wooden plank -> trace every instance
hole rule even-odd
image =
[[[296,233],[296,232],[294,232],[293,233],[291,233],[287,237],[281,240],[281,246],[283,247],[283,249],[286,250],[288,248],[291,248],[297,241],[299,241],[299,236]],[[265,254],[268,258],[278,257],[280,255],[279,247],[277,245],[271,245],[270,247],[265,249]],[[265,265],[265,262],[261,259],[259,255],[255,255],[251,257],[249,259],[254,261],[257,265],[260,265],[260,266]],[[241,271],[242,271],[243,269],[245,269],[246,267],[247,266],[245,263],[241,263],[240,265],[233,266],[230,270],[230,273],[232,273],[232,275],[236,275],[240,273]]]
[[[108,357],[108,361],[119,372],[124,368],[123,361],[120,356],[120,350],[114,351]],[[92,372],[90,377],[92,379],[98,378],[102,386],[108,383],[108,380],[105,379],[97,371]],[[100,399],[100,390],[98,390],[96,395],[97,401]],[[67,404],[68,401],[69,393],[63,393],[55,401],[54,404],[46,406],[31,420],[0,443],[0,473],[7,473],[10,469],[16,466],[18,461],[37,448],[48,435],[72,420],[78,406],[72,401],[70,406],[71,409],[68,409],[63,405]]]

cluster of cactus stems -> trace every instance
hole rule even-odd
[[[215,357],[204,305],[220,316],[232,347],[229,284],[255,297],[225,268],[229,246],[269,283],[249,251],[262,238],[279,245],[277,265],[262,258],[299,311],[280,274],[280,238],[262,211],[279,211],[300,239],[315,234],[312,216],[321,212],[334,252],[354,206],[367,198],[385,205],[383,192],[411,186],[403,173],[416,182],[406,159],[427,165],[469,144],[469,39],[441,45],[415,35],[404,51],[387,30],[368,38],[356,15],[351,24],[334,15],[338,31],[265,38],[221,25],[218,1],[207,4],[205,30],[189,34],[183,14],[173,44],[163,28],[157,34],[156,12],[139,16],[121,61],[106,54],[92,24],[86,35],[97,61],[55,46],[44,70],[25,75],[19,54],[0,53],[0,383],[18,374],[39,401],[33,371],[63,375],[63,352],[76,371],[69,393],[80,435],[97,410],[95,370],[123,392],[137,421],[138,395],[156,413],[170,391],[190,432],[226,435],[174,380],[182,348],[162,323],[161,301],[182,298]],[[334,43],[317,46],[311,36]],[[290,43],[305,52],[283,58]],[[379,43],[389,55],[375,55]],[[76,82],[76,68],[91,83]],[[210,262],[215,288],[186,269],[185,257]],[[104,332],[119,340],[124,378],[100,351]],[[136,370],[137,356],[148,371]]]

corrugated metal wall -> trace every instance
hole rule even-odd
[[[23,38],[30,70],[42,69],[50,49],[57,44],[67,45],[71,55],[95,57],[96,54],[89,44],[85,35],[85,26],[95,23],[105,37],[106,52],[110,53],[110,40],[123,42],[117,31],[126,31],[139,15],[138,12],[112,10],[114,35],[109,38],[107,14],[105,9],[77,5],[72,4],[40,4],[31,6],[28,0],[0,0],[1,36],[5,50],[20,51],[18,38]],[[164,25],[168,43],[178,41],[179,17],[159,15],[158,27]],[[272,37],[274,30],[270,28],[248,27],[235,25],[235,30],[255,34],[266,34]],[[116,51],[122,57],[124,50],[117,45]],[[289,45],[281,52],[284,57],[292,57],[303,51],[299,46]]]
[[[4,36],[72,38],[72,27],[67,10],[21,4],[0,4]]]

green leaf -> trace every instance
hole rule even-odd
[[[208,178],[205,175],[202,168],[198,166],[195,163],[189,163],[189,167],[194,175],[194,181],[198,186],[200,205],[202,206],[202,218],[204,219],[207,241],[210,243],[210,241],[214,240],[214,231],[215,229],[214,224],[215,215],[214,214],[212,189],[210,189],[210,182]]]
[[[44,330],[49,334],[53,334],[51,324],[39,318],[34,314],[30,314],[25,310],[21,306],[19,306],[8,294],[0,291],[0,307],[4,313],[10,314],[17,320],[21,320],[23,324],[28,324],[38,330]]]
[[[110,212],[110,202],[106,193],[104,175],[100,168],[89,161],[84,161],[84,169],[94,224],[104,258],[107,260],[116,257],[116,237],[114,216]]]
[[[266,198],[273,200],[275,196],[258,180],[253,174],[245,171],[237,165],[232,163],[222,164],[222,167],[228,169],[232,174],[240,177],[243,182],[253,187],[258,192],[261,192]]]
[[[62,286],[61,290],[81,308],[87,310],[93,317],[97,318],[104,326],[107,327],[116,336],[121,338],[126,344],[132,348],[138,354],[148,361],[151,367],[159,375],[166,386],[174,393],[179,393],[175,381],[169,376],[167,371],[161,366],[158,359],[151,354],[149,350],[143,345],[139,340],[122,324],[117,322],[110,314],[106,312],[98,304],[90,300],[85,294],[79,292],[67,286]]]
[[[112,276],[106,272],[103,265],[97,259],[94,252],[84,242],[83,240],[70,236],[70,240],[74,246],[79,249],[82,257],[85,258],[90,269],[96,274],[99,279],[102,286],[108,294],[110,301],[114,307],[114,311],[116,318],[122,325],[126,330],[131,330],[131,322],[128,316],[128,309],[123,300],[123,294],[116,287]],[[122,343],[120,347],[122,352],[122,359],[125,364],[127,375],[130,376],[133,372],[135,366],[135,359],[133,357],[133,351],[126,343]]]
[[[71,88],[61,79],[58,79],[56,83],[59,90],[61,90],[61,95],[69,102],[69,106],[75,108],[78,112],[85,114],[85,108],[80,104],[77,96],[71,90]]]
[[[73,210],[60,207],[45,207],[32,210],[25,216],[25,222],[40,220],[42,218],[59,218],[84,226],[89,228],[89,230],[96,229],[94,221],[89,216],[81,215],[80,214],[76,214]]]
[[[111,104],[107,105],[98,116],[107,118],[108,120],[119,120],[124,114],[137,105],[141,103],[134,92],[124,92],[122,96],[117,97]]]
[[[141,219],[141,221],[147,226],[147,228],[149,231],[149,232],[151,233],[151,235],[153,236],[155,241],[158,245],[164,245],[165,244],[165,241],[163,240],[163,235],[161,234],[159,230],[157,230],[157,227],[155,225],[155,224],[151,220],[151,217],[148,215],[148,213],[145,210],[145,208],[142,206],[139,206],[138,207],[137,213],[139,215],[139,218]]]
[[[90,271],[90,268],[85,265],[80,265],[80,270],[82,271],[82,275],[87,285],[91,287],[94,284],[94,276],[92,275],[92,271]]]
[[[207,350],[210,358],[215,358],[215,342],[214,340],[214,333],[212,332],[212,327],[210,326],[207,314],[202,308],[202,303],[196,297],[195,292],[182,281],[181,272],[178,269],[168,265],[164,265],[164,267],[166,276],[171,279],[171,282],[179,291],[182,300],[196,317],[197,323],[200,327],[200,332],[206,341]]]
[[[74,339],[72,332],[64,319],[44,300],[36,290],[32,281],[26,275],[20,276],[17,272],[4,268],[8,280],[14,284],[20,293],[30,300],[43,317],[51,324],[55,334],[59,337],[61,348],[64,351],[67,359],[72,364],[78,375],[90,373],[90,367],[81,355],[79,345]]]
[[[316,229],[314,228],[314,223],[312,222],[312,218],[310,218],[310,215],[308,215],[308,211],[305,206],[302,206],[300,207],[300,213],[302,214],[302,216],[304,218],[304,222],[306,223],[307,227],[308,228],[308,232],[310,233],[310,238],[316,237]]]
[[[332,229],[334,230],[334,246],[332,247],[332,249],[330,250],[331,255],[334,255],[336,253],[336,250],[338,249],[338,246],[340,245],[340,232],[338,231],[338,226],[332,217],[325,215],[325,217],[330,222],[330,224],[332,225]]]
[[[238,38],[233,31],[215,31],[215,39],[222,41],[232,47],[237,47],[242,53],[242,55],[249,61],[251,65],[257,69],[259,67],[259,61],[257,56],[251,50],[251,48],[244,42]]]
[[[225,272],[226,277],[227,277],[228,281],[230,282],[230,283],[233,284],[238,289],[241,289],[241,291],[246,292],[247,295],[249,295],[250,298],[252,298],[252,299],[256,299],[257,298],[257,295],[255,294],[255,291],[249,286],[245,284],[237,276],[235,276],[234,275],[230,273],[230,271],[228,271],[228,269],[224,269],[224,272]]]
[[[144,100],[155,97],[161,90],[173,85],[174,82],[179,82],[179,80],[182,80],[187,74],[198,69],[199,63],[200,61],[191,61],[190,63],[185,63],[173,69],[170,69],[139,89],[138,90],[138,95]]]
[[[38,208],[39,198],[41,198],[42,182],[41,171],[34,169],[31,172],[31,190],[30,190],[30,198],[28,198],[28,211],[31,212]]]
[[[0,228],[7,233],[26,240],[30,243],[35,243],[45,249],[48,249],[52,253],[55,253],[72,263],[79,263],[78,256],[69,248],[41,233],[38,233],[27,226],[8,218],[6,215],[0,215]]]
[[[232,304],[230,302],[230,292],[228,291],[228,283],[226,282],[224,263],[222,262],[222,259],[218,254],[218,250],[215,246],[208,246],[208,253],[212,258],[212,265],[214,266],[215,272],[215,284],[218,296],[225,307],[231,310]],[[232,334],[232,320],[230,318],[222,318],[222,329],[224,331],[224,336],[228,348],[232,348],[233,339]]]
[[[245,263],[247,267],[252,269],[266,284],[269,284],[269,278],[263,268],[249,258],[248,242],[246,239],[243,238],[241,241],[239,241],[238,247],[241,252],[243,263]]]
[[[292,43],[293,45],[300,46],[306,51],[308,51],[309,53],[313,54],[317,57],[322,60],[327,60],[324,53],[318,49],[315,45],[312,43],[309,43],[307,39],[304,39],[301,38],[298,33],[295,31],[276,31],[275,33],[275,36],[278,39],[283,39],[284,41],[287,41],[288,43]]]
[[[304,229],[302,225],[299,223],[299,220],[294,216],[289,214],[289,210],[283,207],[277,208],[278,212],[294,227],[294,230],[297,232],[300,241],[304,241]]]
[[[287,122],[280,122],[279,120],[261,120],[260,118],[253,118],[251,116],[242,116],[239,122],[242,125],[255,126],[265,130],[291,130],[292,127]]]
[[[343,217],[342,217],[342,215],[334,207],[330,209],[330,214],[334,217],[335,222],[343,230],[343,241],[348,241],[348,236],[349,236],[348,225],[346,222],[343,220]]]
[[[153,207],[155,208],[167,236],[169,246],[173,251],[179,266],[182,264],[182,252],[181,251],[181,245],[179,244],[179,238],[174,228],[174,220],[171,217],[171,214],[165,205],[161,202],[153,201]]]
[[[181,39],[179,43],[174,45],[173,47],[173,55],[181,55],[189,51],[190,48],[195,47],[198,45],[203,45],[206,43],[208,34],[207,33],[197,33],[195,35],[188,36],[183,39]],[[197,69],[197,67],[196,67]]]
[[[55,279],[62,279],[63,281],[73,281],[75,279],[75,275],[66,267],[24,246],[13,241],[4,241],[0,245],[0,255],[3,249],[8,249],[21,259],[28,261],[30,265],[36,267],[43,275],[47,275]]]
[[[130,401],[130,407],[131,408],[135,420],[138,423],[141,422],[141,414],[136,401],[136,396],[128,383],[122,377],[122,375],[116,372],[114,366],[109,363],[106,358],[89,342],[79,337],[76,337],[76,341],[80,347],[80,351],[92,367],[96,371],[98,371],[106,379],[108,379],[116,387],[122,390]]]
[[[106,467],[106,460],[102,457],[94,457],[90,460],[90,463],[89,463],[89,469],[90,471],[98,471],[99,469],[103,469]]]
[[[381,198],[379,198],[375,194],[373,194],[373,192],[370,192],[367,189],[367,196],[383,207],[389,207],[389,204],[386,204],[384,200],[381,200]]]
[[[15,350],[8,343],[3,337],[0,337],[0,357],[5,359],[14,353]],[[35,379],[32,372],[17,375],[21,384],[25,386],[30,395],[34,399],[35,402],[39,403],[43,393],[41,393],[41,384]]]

• • • • • • •

Copy from the listing, unchanged, the stretch from the line containing "cluster of cactus" through the line containing "[[[4,36],[72,38],[72,27],[67,10],[21,4],[0,4]]]", with both of those lines included.

cluster of cactus stems -> trace every instance
hole rule even-odd
[[[215,357],[204,305],[220,316],[232,347],[229,284],[255,297],[225,268],[229,246],[269,283],[249,251],[262,238],[279,245],[277,265],[262,258],[299,311],[280,274],[280,238],[262,211],[279,211],[300,239],[315,234],[312,216],[321,212],[334,252],[354,206],[367,198],[385,205],[383,192],[411,186],[403,173],[416,182],[406,159],[427,165],[469,144],[469,39],[441,45],[415,35],[404,51],[387,30],[368,38],[356,15],[351,24],[334,15],[338,31],[265,38],[221,25],[218,1],[207,4],[205,30],[189,34],[183,14],[173,44],[163,28],[157,34],[156,12],[139,16],[121,61],[106,54],[92,24],[86,35],[97,61],[55,46],[44,70],[25,75],[19,54],[0,53],[0,383],[18,374],[39,401],[33,371],[63,375],[63,352],[76,371],[69,393],[80,435],[97,410],[95,370],[123,392],[137,421],[138,395],[156,413],[170,391],[190,432],[226,435],[174,380],[182,348],[162,323],[161,301],[182,298]],[[334,43],[317,46],[311,36]],[[290,43],[305,52],[283,58]],[[379,43],[389,55],[375,55]],[[76,82],[76,68],[91,83]],[[210,262],[215,288],[186,269],[185,257]],[[104,332],[119,340],[124,378],[100,351]],[[136,370],[137,356],[148,371]]]

corrugated metal wall -> trace every instance
hole rule even-odd
[[[23,38],[30,70],[42,69],[50,49],[57,44],[67,45],[71,55],[95,57],[96,54],[89,44],[85,35],[85,26],[95,23],[105,37],[106,52],[110,53],[110,40],[123,42],[117,31],[126,31],[139,15],[138,12],[112,10],[114,35],[109,38],[107,14],[105,9],[77,5],[72,4],[40,4],[31,6],[28,0],[0,0],[1,36],[5,50],[20,51],[18,38]],[[164,25],[168,43],[178,41],[179,17],[159,15],[158,27]],[[272,37],[274,30],[270,28],[248,27],[235,25],[235,30],[255,34],[266,34]],[[116,51],[122,57],[124,50],[117,45]],[[289,45],[281,52],[284,57],[292,57],[303,51],[299,46]]]
[[[4,36],[72,38],[72,27],[67,10],[21,4],[0,4]]]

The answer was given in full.